Task to complete: Exactly as written, return every line of the data below.

**** Records for this exercise

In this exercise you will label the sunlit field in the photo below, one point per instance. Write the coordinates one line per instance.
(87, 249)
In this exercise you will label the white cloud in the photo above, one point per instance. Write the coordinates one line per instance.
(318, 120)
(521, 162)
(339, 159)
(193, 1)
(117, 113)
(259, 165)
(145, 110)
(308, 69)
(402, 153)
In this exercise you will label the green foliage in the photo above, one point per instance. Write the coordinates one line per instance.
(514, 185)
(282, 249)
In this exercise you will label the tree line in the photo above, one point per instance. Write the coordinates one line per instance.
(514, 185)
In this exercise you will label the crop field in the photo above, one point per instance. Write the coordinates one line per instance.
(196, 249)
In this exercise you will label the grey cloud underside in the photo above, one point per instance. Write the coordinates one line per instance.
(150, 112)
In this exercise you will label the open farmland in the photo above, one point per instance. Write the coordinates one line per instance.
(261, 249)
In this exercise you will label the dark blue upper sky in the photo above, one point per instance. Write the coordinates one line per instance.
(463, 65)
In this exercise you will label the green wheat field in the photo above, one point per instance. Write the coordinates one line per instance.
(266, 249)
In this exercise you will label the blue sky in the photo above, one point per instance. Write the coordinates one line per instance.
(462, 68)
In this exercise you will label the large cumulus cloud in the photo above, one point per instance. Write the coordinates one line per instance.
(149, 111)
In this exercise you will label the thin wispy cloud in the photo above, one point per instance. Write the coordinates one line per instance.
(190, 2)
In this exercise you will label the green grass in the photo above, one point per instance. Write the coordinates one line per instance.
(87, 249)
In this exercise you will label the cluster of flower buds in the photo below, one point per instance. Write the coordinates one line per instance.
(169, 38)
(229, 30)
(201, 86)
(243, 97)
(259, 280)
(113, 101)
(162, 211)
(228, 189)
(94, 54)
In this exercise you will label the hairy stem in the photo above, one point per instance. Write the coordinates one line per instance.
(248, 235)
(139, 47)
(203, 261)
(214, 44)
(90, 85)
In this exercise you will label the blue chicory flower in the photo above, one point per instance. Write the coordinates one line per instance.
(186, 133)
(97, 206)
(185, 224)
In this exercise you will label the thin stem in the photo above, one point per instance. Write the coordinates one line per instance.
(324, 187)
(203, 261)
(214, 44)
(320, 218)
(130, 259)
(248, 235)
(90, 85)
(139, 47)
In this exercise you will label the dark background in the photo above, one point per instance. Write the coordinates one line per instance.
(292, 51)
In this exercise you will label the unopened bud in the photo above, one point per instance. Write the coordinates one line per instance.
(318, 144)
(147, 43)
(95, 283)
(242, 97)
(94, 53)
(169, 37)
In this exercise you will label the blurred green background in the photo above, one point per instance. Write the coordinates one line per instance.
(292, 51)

********

The answer:
In this exercise you will label the sunlit field in the photo below, one point per instance. Write the coordinates one line per instance.
(87, 249)
In this exercise you will label the white cloud in the photo above, one point per instance. Write the coordinates one line per instance.
(318, 120)
(521, 162)
(339, 159)
(193, 1)
(117, 113)
(259, 165)
(145, 110)
(308, 69)
(402, 153)
In this exercise you will label the green foliage in the photo above, one point per instance. Write the coordinates one line per instance.
(514, 185)
(282, 249)
In this exercise you will label the tree line in the photo above, one point per instance. Write the coordinates one line per instance.
(514, 185)
In this exercise you will label the crop field in the photo above, one point per instance. Write the coordinates one line per instance.
(196, 249)
In this exercise you will label the grey cloud underside in the photo above, one point per instance. Write the coordinates one line per instance.
(150, 112)
In this exercise you will label the open farmland in the photo above, one point per instance. Write the coordinates one line per instance.
(261, 249)
In this exercise you will label the dark blue upper sky in the photo above, one point per instance. Write the coordinates one line per instance.
(463, 65)
In this exercise you will label the green wheat field in the photo above, one point per instance. Write the coordinates one line per instance.
(266, 249)
In this exercise you will label the blue sky in the photo above, one point per instance. Write the coordinates one line per instance.
(462, 68)
In this exercise you will label the large cumulus cloud in the photo above, one point per instance. Write the coordinates one line per instance.
(149, 111)
In this exercise you will label the thin wispy cloud in the photo above, one point per instance. Write the coordinates one line per instance.
(190, 2)
In this exercise you will label the green grass in the photo above, one point per instance. Write the coordinates one line per instance.
(87, 249)
In this exercise you will label the cluster of flower buds in the photo below, one point per instance. Write the coordinates one line per instance.
(169, 38)
(229, 30)
(201, 86)
(243, 97)
(259, 280)
(113, 101)
(162, 211)
(228, 189)
(94, 54)
In this exercise you will label the hairy stem in the photo above, one point per instance. Write the coordinates one line per instance.
(248, 235)
(139, 47)
(203, 261)
(214, 44)
(90, 85)
In this exercise you will label the blue chicory flower in the photo above, one point per instance. Write the coordinates one line per instance.
(186, 133)
(97, 206)
(185, 224)
In this exercise you will label the thin stem in the photo above, one point per instance. Write the coordinates one line per instance.
(324, 187)
(203, 261)
(214, 44)
(320, 218)
(130, 259)
(248, 235)
(90, 85)
(139, 47)
In this exercise you will label the dark background in the photo above, one point per instance. Write the coordinates one line per instance.
(292, 51)
In this exercise you will label the unopened bud in the photo above, one point per instance. Write the coordinates one line per instance.
(318, 144)
(147, 43)
(95, 283)
(242, 97)
(94, 53)
(169, 37)
In this exercise you will label the blurred green background in the photo above, one point per instance. Write the coordinates one line per instance.
(292, 51)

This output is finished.